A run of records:
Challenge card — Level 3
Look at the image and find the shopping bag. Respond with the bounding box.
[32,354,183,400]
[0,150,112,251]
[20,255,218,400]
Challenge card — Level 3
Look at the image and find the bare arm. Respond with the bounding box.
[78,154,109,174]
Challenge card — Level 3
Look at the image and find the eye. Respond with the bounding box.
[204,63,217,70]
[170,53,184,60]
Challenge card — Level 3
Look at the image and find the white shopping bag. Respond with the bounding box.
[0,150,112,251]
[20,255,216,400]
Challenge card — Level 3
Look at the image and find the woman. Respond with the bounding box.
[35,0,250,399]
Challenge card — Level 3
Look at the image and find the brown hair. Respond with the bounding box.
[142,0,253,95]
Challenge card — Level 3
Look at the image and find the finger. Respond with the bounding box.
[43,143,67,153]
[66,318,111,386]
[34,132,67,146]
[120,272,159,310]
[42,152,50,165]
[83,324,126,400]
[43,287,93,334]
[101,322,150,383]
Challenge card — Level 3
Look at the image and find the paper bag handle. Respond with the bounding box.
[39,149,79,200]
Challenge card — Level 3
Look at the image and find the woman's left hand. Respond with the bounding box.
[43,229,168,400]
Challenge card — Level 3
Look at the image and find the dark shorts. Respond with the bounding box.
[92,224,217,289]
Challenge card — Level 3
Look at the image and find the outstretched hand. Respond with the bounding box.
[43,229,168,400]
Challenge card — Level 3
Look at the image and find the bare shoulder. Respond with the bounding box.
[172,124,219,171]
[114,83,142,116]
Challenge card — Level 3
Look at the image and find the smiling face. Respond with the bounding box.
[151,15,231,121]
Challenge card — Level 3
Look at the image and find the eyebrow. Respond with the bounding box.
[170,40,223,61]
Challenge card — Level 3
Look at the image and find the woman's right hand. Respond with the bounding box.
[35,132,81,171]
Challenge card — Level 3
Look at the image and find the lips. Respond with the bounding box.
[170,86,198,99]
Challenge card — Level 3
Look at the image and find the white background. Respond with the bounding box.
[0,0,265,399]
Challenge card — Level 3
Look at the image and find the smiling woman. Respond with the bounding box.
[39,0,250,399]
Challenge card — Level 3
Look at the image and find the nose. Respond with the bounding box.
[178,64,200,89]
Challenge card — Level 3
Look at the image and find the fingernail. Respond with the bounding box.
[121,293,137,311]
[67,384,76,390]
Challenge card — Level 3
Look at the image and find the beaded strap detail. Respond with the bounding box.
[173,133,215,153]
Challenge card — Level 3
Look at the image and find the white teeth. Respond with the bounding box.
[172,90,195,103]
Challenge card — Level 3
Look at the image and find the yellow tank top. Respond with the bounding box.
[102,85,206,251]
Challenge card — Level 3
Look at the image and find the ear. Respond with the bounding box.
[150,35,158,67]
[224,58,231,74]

What to work on:
Show each line above that contains the word "smiling", copying every such line in full. Case counts.

Task result:
Look at the image and find the smiling face. Respond with the bounding box.
Look at the image and find the smiling woman. Respond with the bounding box.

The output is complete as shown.